THE PROBLEM
Word for word, print all of the lines below.

[Stored data entries]
____

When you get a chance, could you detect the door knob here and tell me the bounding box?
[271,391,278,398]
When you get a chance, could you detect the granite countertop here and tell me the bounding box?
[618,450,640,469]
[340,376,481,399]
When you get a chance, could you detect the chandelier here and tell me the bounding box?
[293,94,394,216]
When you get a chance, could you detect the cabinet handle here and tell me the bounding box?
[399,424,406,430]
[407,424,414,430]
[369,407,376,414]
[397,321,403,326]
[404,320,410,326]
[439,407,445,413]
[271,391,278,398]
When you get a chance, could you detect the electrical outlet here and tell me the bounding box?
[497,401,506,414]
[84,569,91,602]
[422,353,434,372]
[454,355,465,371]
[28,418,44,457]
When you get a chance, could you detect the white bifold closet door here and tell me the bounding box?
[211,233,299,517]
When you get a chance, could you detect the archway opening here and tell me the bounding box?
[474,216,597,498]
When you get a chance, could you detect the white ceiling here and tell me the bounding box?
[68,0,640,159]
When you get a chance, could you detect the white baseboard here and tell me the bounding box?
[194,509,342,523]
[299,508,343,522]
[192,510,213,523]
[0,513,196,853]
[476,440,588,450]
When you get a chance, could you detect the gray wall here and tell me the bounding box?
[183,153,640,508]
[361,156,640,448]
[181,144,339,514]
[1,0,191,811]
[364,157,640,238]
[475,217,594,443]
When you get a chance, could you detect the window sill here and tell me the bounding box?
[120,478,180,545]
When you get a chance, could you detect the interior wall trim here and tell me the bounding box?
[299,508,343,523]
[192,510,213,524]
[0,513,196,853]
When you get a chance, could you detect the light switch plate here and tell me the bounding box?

____

SOLUTION TO THE PROBLEM
When you get a chance, could you detect the door knob here and tell me the bounding box?
[271,391,278,398]
When you get a chance, could you detect the granite countertop here and tell me the bounding box?
[618,450,640,469]
[340,376,481,399]
When you get a chance, could you detect the chandelier here and tell me the bounding box?
[293,94,394,216]
When you get a chance, could you detect the cabinet handle here and tell me the bounding box?
[399,424,406,430]
[407,424,414,430]
[369,407,376,414]
[397,321,403,326]
[404,320,410,326]
[439,407,445,413]
[271,391,278,398]
When you get a chance, could you detect the electrical outlet here and tell me the bounding box?
[497,401,506,414]
[84,569,91,602]
[422,353,434,372]
[454,355,465,371]
[28,418,44,457]
When you get a chance, could you detect the white bifold closet door here and tell me the bounding box?
[211,233,299,517]
When you get a chance, could you detect the archway opening here and tell me the bounding box?
[474,216,597,498]
When you get a chance, could you detect the white ceiling here and tell me the bounding box?
[68,0,640,159]
When you get a chance, could you detect the white baseboard here and tell me the bounding box?
[194,509,342,523]
[299,508,343,522]
[192,510,213,523]
[0,513,196,853]
[476,440,588,450]
When you get a chance, could you detect the gray wall here and tell me the bounding box?
[183,153,640,508]
[361,156,640,448]
[181,144,339,514]
[1,0,191,811]
[364,157,640,238]
[475,217,594,443]
When you get a chance, could you detect the window sill here and tell me the bounding box?
[120,478,180,545]
When you get a chance, could you detect the interior wall trim here and tell me the bounding box?
[299,508,343,523]
[192,510,213,524]
[0,513,196,853]
When you get a chance, could you detect the light switch plate here and tell me the bounding box?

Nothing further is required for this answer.